■ **JOB**: Report each line in the records below that contains the string "water". Case matters.

■ **DATA SUPPLIED**:
*****

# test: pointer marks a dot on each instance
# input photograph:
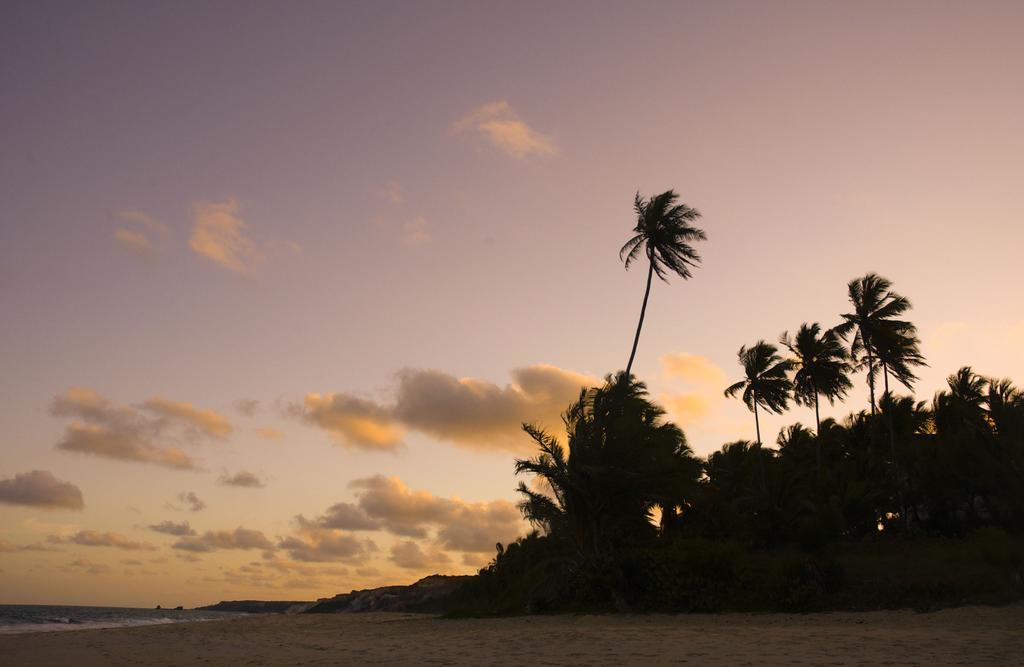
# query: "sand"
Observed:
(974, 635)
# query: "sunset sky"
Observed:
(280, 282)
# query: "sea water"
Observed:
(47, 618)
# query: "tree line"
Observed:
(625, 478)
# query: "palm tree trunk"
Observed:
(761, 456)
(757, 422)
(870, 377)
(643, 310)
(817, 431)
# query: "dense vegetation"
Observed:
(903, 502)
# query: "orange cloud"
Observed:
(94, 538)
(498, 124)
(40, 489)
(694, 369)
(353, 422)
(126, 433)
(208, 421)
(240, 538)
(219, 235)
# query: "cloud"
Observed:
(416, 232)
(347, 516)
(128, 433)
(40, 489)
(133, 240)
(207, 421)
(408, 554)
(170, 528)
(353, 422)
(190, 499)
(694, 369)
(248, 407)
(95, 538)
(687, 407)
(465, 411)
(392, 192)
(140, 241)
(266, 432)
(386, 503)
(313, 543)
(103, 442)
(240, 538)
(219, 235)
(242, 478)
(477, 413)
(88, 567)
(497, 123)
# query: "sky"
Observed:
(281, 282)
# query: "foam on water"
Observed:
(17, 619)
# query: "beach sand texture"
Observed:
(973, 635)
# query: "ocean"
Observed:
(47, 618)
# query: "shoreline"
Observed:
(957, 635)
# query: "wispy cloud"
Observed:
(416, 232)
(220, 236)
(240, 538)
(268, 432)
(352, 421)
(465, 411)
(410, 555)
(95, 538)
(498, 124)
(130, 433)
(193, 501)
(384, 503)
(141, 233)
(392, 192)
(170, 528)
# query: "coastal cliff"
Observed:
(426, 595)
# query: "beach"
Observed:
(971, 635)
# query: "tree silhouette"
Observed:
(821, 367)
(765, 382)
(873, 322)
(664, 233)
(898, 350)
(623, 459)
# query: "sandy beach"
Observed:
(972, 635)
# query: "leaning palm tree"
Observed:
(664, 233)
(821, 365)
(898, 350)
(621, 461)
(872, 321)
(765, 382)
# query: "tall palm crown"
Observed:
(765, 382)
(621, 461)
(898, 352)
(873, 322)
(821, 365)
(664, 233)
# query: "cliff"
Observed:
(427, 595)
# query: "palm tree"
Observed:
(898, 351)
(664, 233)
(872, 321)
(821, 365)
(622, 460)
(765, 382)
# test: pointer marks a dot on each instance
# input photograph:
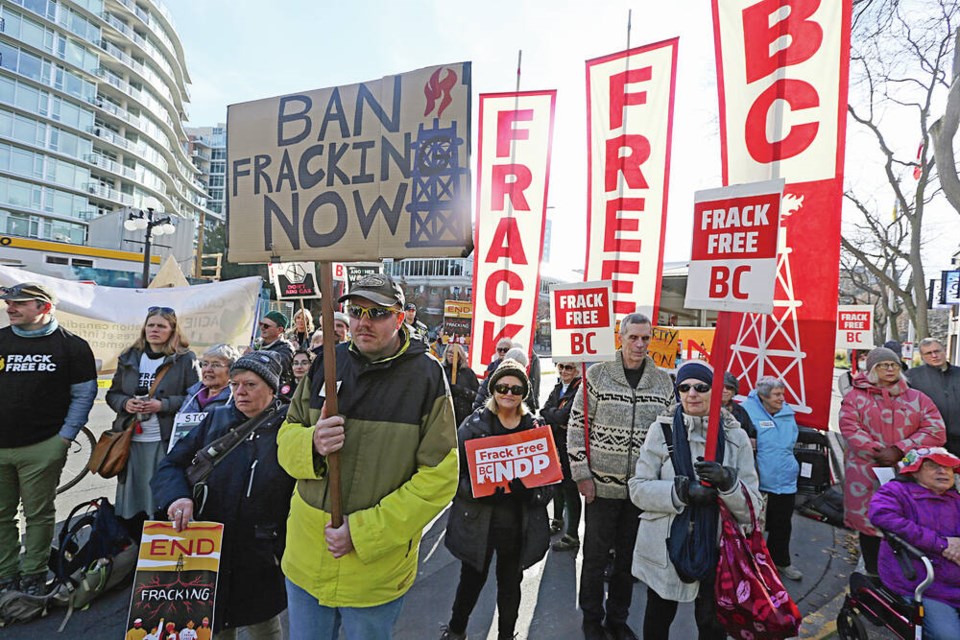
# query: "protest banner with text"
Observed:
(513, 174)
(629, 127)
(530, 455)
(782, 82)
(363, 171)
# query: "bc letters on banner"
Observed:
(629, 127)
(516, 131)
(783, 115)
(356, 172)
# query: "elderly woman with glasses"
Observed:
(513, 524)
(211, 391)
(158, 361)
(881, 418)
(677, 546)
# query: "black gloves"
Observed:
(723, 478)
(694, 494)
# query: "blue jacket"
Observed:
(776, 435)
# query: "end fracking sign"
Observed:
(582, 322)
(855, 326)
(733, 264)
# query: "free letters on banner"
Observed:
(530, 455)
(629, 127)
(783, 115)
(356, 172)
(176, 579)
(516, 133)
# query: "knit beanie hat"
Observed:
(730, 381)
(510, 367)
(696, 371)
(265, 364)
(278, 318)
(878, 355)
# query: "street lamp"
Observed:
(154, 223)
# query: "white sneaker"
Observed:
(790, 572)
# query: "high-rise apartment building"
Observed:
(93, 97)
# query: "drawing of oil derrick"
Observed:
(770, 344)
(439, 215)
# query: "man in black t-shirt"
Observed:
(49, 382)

*****

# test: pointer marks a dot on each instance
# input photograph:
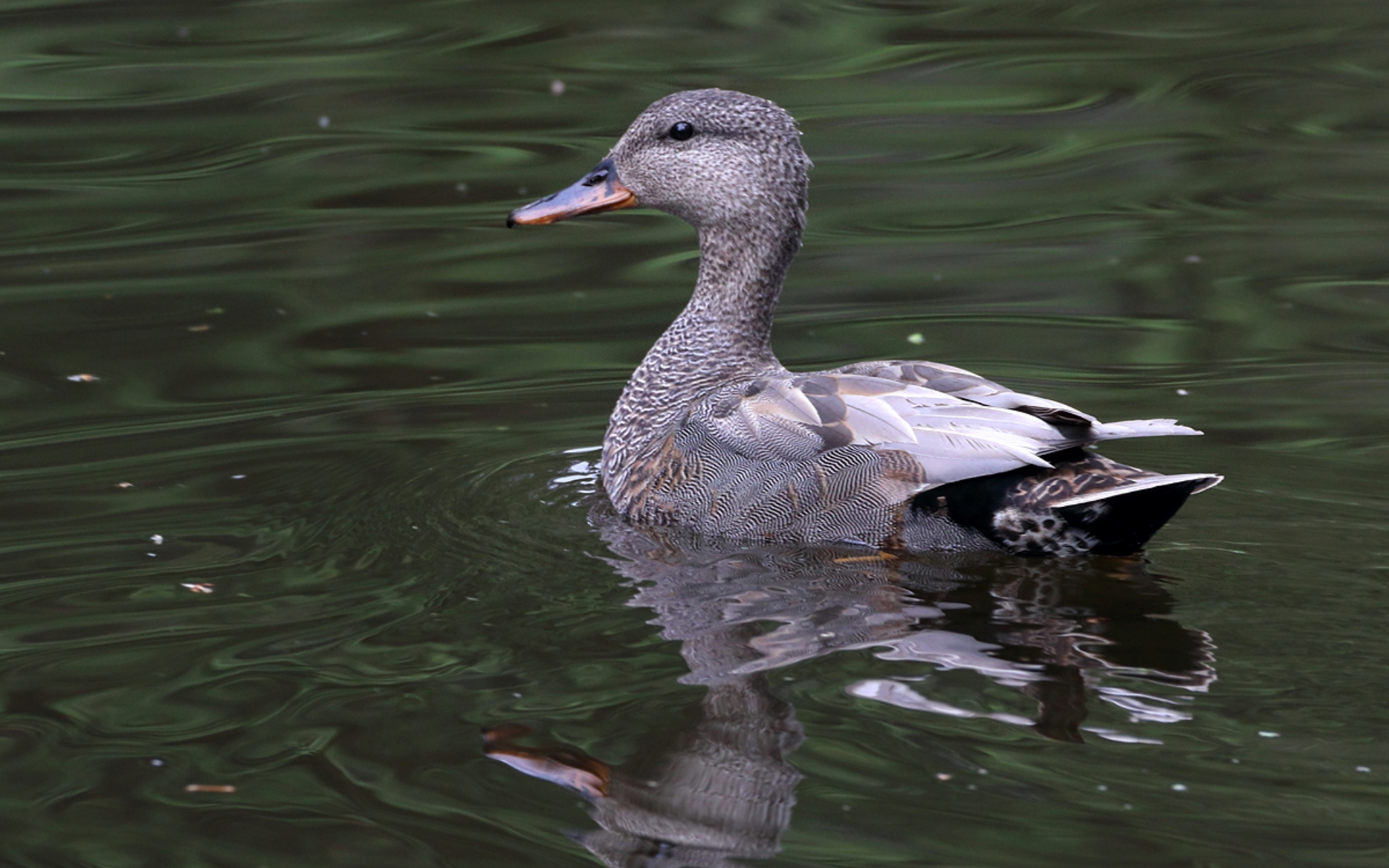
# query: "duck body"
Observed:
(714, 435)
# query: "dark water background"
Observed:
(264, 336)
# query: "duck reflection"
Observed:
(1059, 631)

*****

■ **THE OUTPUT**:
# query: "sea water"
# query: "foam on water"
# query: "dark water background"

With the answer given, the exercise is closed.